━━━━━ Text block ━━━━━

This conundrum hides in full view, right there on the surface of Magritte’s canvases. One of his most explicit exegeses on this peculiar situation is the late painting called “Carte Blanche” (1965). It depicts a prim gentlewoman on horseback riding through the forest; the image of the rider and the forest is sliced up in such a way that she seems to alternately disappear behind trees and to re-emerge between them. Space becomes solid, solid becomes vaporous, stillness is endowed with the illusion of movement. The term carte blanche means the freedom to do as one pleases--and Magritte does.

This kind of art has an obvious appeal, but it’s decidedly limited too. There’s a trickiness to Magritte, who is in many ways a one-take artist: Once you get the hang of it, it’s pretty much over.

━━━━━ Dataset rows ━━━━━

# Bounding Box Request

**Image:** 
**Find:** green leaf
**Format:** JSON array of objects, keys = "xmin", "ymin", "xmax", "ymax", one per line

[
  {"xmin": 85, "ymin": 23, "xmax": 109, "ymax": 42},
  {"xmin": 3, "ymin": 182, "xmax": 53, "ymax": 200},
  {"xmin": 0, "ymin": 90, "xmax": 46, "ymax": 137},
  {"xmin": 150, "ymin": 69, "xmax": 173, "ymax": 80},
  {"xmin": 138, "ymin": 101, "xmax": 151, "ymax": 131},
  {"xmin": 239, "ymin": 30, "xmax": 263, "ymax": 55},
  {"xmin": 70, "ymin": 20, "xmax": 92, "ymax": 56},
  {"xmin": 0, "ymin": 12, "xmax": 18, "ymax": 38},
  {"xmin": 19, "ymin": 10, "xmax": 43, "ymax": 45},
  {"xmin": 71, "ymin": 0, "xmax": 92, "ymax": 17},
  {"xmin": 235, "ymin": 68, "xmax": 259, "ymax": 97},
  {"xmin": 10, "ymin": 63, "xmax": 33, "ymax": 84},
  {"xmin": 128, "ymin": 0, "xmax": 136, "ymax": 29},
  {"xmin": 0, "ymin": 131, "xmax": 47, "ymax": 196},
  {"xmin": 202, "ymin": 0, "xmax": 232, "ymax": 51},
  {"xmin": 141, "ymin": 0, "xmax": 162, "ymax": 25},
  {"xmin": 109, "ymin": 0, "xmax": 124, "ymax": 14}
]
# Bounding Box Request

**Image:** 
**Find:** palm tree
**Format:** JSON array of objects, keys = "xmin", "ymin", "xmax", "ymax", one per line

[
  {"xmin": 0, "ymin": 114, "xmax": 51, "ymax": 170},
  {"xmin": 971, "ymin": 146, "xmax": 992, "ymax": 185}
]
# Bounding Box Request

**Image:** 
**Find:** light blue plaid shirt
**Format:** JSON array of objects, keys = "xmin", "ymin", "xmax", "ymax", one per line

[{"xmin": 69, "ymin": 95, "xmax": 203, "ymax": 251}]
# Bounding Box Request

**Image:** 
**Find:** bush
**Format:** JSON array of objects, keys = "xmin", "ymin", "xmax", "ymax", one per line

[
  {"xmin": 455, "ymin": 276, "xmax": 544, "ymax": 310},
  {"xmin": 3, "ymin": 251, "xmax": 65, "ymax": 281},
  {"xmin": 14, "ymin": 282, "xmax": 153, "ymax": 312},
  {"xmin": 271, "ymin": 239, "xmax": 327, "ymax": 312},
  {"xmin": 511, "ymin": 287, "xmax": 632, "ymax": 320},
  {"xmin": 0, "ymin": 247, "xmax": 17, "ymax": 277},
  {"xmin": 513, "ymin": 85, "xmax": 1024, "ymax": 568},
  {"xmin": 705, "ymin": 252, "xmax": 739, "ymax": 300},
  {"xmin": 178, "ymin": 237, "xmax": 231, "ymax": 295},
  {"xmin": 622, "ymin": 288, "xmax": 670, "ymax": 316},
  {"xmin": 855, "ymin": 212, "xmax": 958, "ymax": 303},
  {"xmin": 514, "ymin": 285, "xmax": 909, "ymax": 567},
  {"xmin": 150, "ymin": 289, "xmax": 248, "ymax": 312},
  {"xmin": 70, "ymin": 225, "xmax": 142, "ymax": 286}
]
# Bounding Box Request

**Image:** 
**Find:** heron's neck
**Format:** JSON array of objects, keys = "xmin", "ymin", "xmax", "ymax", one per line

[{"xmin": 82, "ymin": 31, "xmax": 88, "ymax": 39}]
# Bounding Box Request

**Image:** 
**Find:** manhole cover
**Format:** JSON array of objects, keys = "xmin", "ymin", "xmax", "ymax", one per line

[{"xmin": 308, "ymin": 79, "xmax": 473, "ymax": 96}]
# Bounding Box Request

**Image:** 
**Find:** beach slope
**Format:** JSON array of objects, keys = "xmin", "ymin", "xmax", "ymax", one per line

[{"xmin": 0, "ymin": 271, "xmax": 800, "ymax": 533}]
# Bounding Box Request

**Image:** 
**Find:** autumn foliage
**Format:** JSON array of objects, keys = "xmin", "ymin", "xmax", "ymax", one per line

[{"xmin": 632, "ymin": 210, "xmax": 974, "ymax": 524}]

━━━━━

Task brief:
According to the passage on Magritte, what does the term "carte blanche" mean?

Complete response:
It means the freedom to do as one pleases.